> [What you should do] Write out the lines from the line containing "taillight in the photo above." through the final line of the listing below, exactly, omitting every other line.

> [The input]
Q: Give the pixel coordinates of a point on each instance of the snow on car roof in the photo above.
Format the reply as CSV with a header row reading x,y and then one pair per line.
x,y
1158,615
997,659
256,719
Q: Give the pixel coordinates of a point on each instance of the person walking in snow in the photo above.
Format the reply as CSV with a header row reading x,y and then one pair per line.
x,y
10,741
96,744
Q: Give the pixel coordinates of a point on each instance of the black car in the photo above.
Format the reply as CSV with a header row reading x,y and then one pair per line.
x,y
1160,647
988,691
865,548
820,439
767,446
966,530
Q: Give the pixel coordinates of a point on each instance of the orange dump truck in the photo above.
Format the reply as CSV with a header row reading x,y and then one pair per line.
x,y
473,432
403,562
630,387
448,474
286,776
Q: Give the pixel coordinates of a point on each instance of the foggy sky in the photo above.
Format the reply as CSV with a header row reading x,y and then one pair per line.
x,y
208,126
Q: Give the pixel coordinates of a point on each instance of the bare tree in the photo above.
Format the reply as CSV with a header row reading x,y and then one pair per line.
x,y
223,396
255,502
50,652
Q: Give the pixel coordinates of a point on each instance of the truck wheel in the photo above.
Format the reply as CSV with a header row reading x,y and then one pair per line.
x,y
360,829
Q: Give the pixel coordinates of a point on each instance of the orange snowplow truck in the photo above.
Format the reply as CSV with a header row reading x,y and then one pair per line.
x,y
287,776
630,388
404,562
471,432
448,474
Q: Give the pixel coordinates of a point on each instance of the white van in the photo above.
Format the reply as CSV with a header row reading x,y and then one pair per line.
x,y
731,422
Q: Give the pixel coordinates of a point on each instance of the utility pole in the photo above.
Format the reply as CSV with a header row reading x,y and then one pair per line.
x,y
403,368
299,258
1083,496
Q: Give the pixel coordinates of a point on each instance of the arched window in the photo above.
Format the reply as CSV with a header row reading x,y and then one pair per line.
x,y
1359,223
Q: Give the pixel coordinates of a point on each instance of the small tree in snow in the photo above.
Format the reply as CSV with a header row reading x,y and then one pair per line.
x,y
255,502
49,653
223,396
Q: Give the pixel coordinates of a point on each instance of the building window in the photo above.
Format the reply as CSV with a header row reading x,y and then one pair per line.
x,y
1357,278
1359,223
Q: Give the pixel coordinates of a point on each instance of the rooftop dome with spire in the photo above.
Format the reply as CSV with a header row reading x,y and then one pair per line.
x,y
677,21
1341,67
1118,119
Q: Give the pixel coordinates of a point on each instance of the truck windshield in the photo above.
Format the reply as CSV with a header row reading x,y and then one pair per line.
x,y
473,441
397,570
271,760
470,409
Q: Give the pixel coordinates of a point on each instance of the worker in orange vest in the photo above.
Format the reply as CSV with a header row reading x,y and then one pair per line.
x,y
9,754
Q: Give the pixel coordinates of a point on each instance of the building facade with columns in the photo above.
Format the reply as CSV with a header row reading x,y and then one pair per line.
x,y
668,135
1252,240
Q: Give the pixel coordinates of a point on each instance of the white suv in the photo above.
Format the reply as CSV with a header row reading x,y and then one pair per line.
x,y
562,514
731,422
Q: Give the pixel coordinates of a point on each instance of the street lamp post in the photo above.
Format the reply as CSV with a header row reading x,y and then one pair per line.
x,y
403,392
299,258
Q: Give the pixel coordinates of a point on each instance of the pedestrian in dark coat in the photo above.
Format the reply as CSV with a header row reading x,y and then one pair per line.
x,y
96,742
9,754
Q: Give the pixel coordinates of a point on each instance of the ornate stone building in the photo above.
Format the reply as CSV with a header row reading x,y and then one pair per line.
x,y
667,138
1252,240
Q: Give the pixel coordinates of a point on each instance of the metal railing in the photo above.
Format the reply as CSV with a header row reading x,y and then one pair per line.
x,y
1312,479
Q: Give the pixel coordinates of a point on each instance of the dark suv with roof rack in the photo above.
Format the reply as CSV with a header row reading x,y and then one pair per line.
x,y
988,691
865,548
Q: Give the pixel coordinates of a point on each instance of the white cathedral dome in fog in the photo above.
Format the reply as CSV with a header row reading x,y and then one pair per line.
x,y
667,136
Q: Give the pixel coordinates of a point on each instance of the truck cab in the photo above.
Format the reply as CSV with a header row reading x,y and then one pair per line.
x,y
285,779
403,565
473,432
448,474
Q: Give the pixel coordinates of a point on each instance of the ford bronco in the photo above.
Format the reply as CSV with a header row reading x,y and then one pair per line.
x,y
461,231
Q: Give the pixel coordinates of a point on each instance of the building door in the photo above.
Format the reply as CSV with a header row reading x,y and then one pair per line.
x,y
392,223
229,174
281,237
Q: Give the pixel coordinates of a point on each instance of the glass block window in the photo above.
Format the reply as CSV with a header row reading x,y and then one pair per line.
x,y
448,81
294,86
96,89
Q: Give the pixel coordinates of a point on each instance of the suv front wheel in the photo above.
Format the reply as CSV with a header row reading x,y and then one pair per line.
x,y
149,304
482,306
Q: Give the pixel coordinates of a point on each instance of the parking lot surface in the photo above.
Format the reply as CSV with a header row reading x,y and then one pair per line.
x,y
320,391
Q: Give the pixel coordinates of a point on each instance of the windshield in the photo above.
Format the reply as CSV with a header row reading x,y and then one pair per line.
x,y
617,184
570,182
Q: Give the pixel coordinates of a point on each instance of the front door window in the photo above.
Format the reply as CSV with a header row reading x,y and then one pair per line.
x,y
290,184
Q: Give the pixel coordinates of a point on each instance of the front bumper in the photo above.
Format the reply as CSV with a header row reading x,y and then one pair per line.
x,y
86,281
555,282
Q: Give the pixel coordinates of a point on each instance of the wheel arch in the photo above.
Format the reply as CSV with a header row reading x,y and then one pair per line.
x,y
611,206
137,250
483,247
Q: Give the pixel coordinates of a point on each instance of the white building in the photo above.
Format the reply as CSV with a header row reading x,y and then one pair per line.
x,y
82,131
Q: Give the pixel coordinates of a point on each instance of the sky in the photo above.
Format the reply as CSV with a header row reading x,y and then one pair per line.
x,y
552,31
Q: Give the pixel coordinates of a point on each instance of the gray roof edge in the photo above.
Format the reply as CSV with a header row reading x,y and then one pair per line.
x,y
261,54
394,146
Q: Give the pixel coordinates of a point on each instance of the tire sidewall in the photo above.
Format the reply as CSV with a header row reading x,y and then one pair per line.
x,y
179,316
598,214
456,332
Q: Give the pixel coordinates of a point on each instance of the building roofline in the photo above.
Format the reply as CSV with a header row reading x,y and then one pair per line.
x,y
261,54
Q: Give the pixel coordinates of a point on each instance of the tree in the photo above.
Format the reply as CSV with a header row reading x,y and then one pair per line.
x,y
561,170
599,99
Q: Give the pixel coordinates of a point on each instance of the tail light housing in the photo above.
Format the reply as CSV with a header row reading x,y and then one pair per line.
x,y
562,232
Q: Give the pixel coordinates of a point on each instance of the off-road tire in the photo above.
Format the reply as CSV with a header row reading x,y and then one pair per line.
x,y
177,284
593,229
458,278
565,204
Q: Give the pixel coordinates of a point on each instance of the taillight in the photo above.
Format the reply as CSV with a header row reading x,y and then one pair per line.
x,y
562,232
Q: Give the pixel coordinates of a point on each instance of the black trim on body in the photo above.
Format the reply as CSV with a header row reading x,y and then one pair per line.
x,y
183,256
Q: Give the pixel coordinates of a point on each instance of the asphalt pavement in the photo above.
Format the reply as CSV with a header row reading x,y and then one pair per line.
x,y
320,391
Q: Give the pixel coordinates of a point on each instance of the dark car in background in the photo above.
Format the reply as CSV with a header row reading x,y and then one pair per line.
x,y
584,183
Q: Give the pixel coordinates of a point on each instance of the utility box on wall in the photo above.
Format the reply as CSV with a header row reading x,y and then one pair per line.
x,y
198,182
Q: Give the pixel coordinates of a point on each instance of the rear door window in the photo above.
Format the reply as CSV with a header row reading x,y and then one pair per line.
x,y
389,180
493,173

> [Exercise output]
Q: Give the pixel coordinates of a point on each instance of the taillight in the photo above.
Format the reply as CSV with a header row reading x,y and then one pair per line.
x,y
562,232
Q: Give the pixel coordinates of a point on each instance of the black trim on body in the photo above.
Format the reply as CSV with a header row reading x,y and then one pair per line.
x,y
183,256
Q: Give the pixel coordinates of a point on each instance of the asphalt pavement in the photo above.
Format the reply as CSV with a header row reading x,y and then one pair per line.
x,y
320,391
Q: Give the pixel coordinates of a point on each instance of the dark car in background in the photo above.
Format the reply as CSV with a header row reading x,y and then one pair per line.
x,y
584,183
Q: Give the pixel coordinates of a point on each instance of the utility box on wall in the photo above.
Format the reply as CSV with a header row reading x,y and then one pair per line.
x,y
198,182
Q: Give the pixel coordinates of a point on each instance of the rear door window in the photo above.
Format the reply as CSV with a header row reading x,y and then one pair per line.
x,y
389,180
493,173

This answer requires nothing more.